### Text passage
━━━━━━━━

URL: <http://mail.python.org/pipermail/pandas-dev/attachments/20180719/b24ba5c8/attachment.html>

From cbartak at gmail.com  Thu Jul 19 14:31:46 2018
From: cbartak at gmail.com (Chris Bartak)
Date: Thu, 19 Jul 2018 13:31:46 -0500
Subject: [Pandas-dev] Colon available everywhere
In-Reply-To: <CAEQ_TvetpFhKMPKqRVE_yMw_=P5McQNAqFbh724uMaXx6rpxBg@mail.gmail.com>
References: <F0DE6110-6B5B-468E-B8CD-47DF87F38E07@icloud.com>
 <1531782675.15070.18.camel@pietrobattiston.it>
 <09F05CAB-B491-416B-AC63-486C9AD132CD@icloud.com>
 <1531814373.15070.27.camel@pietrobattiston.it>
 <B7A9F796-25B0-43EF-8CA5-4ABFEFE9BD5A@icloud.com>
 <1531897282.3286.6.camel@pietrobattiston.it>
 <1532013461.3286.45.camel@pietrobattiston.it>
 <CAEQ_TvetpFhKMPKqRVE_yMw_=P5McQNAqFbh724uMaXx6rpxBg@mail.gmail.com>
Message-ID: <CAJtmDoDRo8yLO8VB1yyEiWh6KQOaZS6WO+U48EaT41pF_13+Uw@mail.gmail.com>

I think this has also been discussed in forms too, but another syntax
possibility would be expanding what is accepted inside __getitem__.
Ignoring backwards compat for a second (can of worms how `*args`/existing
tuple key behavior would interact), could envision something roughly like
this, which could also solve the named indexer problem.

class A:
    def __getitem__(self, *args, **kwargs): print(args, kwargs)
a = A()

a[1, 2]
# (1, 2), {}

a[1, 2, b=3]
# (1, 2), {'b': 3}

a[1, 2, (:, 2), c=3]
# (1, 2, (slice(None), 2)), {'c': 3}


On Thu, Jul 19, 2018 at 11:34 AM Stephan Hoyer <shoyer at gmail.com> wrote:

> I'm pretty sure this has been proposed before on Python-ideas. Definitely
> search through the archives first.

━━━━━━━━

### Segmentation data
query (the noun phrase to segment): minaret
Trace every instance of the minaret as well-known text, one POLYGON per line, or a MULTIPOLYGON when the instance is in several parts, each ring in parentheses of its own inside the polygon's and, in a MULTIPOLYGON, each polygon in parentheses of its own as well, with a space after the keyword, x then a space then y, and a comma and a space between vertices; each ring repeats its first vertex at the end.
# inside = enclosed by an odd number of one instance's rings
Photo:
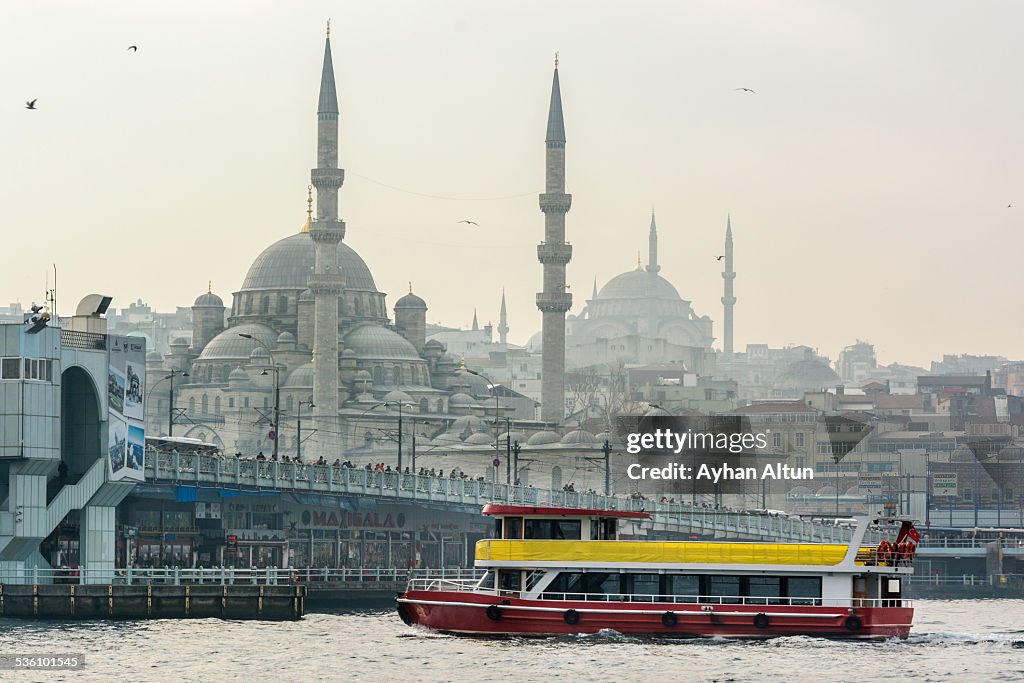
POLYGON ((505 290, 502 290, 502 310, 498 314, 498 341, 504 346, 509 340, 509 316, 505 310, 505 290))
POLYGON ((725 296, 722 297, 722 305, 725 307, 725 339, 722 350, 723 360, 732 360, 732 307, 736 304, 736 297, 732 296, 732 281, 736 279, 736 273, 732 270, 732 216, 727 215, 725 219, 725 270, 722 271, 722 280, 725 281, 725 296))
POLYGON ((647 272, 648 279, 651 281, 648 287, 647 295, 647 336, 651 339, 657 337, 657 318, 654 312, 654 292, 657 291, 655 287, 657 280, 657 271, 662 269, 662 266, 657 264, 657 225, 654 223, 654 210, 650 210, 650 232, 647 236, 647 272))
POLYGON ((345 288, 338 262, 338 243, 345 237, 345 222, 338 218, 338 190, 345 173, 338 167, 338 93, 331 60, 331 23, 327 25, 324 71, 316 108, 316 168, 311 178, 316 188, 316 220, 309 228, 315 245, 313 274, 313 417, 318 434, 310 457, 337 458, 338 433, 338 300, 345 288))
POLYGON ((572 306, 572 295, 565 291, 565 264, 572 258, 572 247, 565 244, 565 214, 572 197, 565 194, 565 124, 557 53, 545 146, 546 181, 541 195, 544 242, 537 248, 537 258, 544 265, 544 291, 537 295, 537 307, 543 314, 541 419, 561 424, 565 418, 565 311, 572 306))

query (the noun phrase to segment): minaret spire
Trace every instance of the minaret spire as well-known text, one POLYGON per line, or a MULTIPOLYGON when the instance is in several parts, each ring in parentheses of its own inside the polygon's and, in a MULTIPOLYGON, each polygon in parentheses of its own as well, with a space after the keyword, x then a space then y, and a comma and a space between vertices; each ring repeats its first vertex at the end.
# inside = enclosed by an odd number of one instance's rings
POLYGON ((565 214, 572 196, 565 194, 565 122, 557 54, 545 147, 547 173, 541 195, 544 242, 537 248, 537 258, 544 266, 544 291, 537 295, 537 307, 543 314, 541 417, 560 424, 565 418, 565 311, 572 307, 572 295, 565 291, 565 265, 572 258, 572 246, 565 243, 565 214))
POLYGON ((505 310, 505 288, 502 288, 502 310, 498 314, 498 341, 504 346, 509 340, 509 317, 505 310))
MULTIPOLYGON (((338 93, 331 58, 331 28, 324 45, 316 106, 316 168, 310 179, 316 188, 316 219, 309 227, 313 241, 314 265, 309 275, 313 293, 313 417, 317 425, 316 447, 323 455, 337 457, 338 429, 338 300, 345 289, 345 275, 338 261, 338 243, 345 237, 345 222, 338 216, 338 191, 345 173, 338 165, 338 93)), ((307 452, 308 453, 308 452, 307 452)))
POLYGON ((722 306, 725 308, 725 334, 723 335, 722 355, 726 362, 732 360, 732 307, 736 304, 736 297, 732 293, 732 281, 735 279, 736 273, 732 269, 732 215, 726 214, 725 269, 722 271, 722 280, 724 281, 722 306))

━━━━━━━━

Reproduce the mailing list post starting at "a[1, 2, b=3]" and ending at "the archives first.", swapping "archives" for "history".

### Answer below
a[1, 2, b=3]
# (1, 2), {'b': 3}

a[1, 2, (:, 2), c=3]
# (1, 2, (slice(None), 2)), {'c': 3}


On Thu, Jul 19, 2018 at 11:34 AM Stephan Hoyer <shoyer at gmail.com> wrote:

> I'm pretty sure this has been proposed before on Python-ideas. Definitely
> search through the history first.